Having read all the magazines I brought along to New Orleans, I was forced to purchase something for the trip home, Fortunately, I found The Swerve: How the World Became Modern by Stephen Greenblatt, which won the 2011 National Book Award for Non-Fiction.
Though Greenblatt tells his story in a much more engaging manner, I'll put this in a chronological order I can understand:
Building on the work of Democritus, who died a century before, Epicurus (d. 270 BC) founded a school of philosophy (Epicureanism) that is based on atomism, the idea that the universe is built from fundamental and invisible building blocks of matter flying through the void. (This some two millennia before the ideas could be tested in any form.)
Based on random "swerves," these atoms come together and apart to form everything from stars and planets to animals and humans. Nothing is eternal except these atoms, and no one form -- say, humankind -- is more important than another. They are not controlled by any external forces; i.e., gods. Thus, the gods -- though they may exist -- don't concern themselves with human actions and they do not reward and punish good and evil, which leaves humans to choose for themselves how best to live. For Epicurus this meant to seek pleasure and avoid pain, not in a hedonistic sense but by living a good and just life.

■ ■ ■

Tasks to perform -
1. Reproduce the stretch of the post about The Swerve from "Having read all" through "Award for Non-Fiction.".
2. According to the post about The Swerve, what award did Stephen Greenblatt's book win?
3. Extend the post about The Swerve, picking up right after its final sentence.

Items from a dataset -
■ ■ ■

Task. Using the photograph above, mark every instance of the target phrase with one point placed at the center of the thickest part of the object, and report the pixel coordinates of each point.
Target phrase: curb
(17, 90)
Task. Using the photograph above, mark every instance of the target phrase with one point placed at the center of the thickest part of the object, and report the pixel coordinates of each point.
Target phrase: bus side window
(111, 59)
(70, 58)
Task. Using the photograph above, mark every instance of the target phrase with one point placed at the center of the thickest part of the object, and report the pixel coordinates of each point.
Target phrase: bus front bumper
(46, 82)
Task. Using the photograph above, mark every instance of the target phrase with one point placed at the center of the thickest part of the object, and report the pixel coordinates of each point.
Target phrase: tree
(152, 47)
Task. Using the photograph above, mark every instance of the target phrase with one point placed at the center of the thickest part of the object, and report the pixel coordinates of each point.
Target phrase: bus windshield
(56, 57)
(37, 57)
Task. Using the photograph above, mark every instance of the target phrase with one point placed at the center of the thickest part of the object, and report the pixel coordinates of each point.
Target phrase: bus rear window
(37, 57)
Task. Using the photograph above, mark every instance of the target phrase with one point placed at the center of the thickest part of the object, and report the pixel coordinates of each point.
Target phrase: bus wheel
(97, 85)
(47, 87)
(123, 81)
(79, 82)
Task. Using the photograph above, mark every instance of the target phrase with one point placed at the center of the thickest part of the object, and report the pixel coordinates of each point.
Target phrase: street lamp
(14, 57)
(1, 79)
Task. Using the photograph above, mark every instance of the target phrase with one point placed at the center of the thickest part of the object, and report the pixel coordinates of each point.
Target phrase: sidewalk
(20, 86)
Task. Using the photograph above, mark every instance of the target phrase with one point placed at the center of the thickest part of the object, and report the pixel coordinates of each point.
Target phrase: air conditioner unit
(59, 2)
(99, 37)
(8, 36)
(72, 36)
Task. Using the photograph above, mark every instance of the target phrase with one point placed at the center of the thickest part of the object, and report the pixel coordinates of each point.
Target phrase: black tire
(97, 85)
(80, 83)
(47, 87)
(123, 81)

■ ■ ■

Solved problems -
1.
Having read all the magazines I brought along to New Orleans, I was forced to purchase something for the trip home, Fortunately, I found The Swerve: How the World Became Modern by Stephen Greenblatt, which won the 2011 National Book Award for Non-Fiction.

2. The 2011 National Book Award for Non-Fiction.

3.
Jump forward a couple hundred years to Lucretius (d. 55 BC), who is basically known for one long Epicurean poem, De rerum natura, or On the Nature of Things. Almost nothing else is known of Lucretius's life or works, though his poem is held in high regard by his contemporaries.
The ideas in Epicureanism and On the Nature of Things are not held in high esteem as the world turns toward Christianity, and many classic works are forever lost both through suppression and neglect. The Christian authorities discredit Epicurus and Lucretius, inventing scandalous stories and creating the idea that Epicureanism entails an immoral quest for pure pleasure, a connotation still attached to the word 'epicurean'. In turn, the works are not copied by scribes and most of them disappear, their only existence brief mentions in other ancient works.
Jump now again to the early 15th Century, when the scribe and classicist scholar Poggio Bracciolini leaves his post as the pope's secretary in order to pursue his obsession: scouring the deteriorating libraries of European monasteries to find the few remaining works from Greek and Roman authors and arrange for their copy and distribution, thus helping to promote humanism. Poggio is the hero of The Swerve, but some of Greenblatt's stories are conjecture -- he possibly visited this monastery and likely spoke with that friar and probably found On the Nature of Things there, perhaps not even recognizing its importance.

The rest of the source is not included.